(Records for identifying positions)

══════

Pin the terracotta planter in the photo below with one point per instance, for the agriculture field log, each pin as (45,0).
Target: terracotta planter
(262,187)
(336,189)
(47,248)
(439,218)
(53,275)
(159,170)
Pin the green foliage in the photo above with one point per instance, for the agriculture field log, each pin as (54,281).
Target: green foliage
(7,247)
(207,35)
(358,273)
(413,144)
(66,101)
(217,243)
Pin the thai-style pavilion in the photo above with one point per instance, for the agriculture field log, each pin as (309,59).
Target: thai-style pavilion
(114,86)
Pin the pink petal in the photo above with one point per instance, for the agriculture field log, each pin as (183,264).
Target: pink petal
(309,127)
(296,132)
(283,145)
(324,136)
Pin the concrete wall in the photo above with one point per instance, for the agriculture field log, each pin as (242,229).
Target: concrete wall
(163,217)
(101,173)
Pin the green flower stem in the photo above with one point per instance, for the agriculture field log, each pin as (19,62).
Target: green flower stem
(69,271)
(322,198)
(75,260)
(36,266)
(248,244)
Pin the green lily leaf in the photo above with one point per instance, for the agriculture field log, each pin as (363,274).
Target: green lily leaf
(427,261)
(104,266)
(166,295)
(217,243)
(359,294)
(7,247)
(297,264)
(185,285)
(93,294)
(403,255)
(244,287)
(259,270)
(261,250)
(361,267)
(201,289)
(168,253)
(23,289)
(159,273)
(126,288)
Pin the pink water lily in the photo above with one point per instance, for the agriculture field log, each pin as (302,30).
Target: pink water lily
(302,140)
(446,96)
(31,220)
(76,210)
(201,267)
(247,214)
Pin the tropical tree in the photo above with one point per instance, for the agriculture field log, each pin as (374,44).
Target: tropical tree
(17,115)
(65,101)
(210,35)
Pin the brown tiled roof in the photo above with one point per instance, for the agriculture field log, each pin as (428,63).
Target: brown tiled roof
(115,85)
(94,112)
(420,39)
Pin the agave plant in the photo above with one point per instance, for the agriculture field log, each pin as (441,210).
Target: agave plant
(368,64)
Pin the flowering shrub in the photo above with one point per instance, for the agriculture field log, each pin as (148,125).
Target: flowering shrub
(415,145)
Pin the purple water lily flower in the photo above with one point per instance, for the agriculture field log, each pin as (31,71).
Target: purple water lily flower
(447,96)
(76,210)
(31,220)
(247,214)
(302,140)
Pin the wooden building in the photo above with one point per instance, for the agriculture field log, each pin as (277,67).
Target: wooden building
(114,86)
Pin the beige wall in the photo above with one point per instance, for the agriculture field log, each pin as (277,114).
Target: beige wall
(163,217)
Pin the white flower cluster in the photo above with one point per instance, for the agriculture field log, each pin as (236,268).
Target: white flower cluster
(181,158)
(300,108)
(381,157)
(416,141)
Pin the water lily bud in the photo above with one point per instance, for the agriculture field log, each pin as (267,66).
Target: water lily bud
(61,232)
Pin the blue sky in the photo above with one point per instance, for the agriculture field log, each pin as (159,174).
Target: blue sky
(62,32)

══════

*SET EXERCISE*: Reproduce every item above word for word, keeping their original order.

*EXPECTED OUTPUT*:
Pin the terracotta planter in the photo below with one point per instance, for the agriculture field log, each pin as (45,0).
Target: terracotta planter
(262,187)
(336,189)
(47,248)
(439,218)
(53,275)
(159,170)
Pin the green foliage in the photo above with one point per instance, for the agriculture field log, each pin as (54,281).
Target: green foliage
(7,247)
(207,35)
(358,273)
(413,144)
(66,101)
(217,243)
Pin the thai-style pavilion in the photo above with one point per instance, for the agriculture field log, each pin as (309,59).
Target: thai-style pavilion
(114,86)
Pin the pink petal in the photo above with one point per instance, for the agriculture field log, each pin as (183,264).
Target: pink petal
(309,127)
(296,132)
(283,145)
(324,136)
Pin the concrete wall in the photo above with one point per instance, for the agriculture field log, each pin as (242,229).
Target: concrete wall
(163,217)
(101,173)
Pin the green flower stem in the photo above with one point per instance, for the agriculture field log, each pin as (19,62).
Target: green flower stem
(69,271)
(322,198)
(75,260)
(36,266)
(248,244)
Pin the green lily leaf in the photo above with one point per instance, for the agriculture field log, each pin as (363,274).
Target: green lily leaf
(427,261)
(104,266)
(166,295)
(217,243)
(359,294)
(7,247)
(297,264)
(185,285)
(93,294)
(403,255)
(244,287)
(259,270)
(261,250)
(361,267)
(201,289)
(168,253)
(23,289)
(159,273)
(126,288)
Pin the pink water lily in the photo above with one point per instance, for the agriculture field log, each pin as (302,30).
Target: pink water lily
(302,140)
(446,96)
(31,220)
(76,210)
(201,267)
(247,214)
Pin the tropical tree in the photo above with one point per instance, for the agriculture field log, each pin as (374,44).
Target: tropical tree
(17,115)
(65,101)
(210,35)
Pin the brown tiled roof in the photo above with one point per instance, for the agriculture field log, each pin as (428,63).
Target: brown tiled roof
(115,85)
(94,112)
(420,39)
Pin the agave plant in the photo above with one point per instance, for the agriculture field log, each pin as (441,210).
Target: agave plant
(368,64)
Pin the flowering shrub in the photo above with one point per instance, for the agriculture field log, each pin as (148,125).
Target: flowering shrub
(415,145)
Pin the purple water lily flower in the photo above with one point per instance, for the agriculture field log, each pin as (31,71).
Target: purple water lily flower
(447,96)
(76,210)
(31,220)
(247,214)
(302,140)
Pin the wooden building in the photo above with one point per instance, for the agriculture field log, each pin as (277,67).
Target: wooden building
(114,86)
Pin the beige wall in the photo above with one point per instance, for the agriculture field log, each pin as (277,114).
Target: beige wall
(163,217)
Pin the white flower cluster in the photo above with one point per instance, for the agriculture field log, each pin as (236,268).
Target: white flower cluster
(181,158)
(300,108)
(381,157)
(416,141)
Pin the water lily bud in the photo above with one point per instance, for the agriculture field log, each pin as (267,66).
Target: water lily bud
(61,232)
Pin the blue sky in the photo above with one point per instance, for the agriculture field log, each pin as (159,174).
Target: blue sky
(62,32)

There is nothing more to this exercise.